Look for "noun" in each line of the records, and copy the lines that have it.

[[ Available records open ]]

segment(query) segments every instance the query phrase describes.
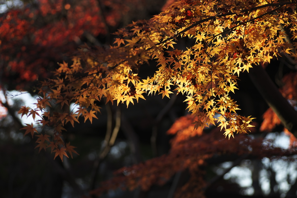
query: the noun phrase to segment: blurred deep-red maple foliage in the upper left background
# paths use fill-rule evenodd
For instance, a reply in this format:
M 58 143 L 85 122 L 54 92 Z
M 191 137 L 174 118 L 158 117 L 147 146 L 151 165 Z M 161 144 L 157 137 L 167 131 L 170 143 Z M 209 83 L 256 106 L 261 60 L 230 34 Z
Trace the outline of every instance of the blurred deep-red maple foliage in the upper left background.
M 48 71 L 67 53 L 71 55 L 83 43 L 81 39 L 109 34 L 130 4 L 137 6 L 133 0 L 102 1 L 102 5 L 96 0 L 41 0 L 32 7 L 10 10 L 1 16 L 0 26 L 3 81 L 28 89 L 28 84 L 49 77 Z

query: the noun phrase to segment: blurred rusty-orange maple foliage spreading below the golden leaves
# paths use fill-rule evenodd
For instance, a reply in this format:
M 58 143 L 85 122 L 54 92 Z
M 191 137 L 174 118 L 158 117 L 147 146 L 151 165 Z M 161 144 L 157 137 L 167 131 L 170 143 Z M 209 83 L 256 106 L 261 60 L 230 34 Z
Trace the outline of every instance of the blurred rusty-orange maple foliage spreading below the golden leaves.
M 177 172 L 189 171 L 190 178 L 175 197 L 204 196 L 204 191 L 211 185 L 206 182 L 203 170 L 208 160 L 219 155 L 236 155 L 244 158 L 263 157 L 275 158 L 275 156 L 293 155 L 296 150 L 284 151 L 280 148 L 269 146 L 263 142 L 263 138 L 250 138 L 244 134 L 236 135 L 234 139 L 222 137 L 219 128 L 205 133 L 201 129 L 193 130 L 194 117 L 187 115 L 176 120 L 167 131 L 168 134 L 176 134 L 171 141 L 171 150 L 167 155 L 147 160 L 143 164 L 131 167 L 123 167 L 114 172 L 114 178 L 104 181 L 100 187 L 91 194 L 101 195 L 107 189 L 128 188 L 134 190 L 140 187 L 148 190 L 152 185 L 164 185 Z M 183 139 L 183 140 L 182 140 Z M 261 151 L 261 152 L 259 152 Z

[[ Available records closed ]]

◆ **Answer for this exercise**
query: the noun phrase to segment: blurred deep-red maple foliage in the upper left background
query: the noun phrase to segment: blurred rusty-orange maple foliage spreading below the golden leaves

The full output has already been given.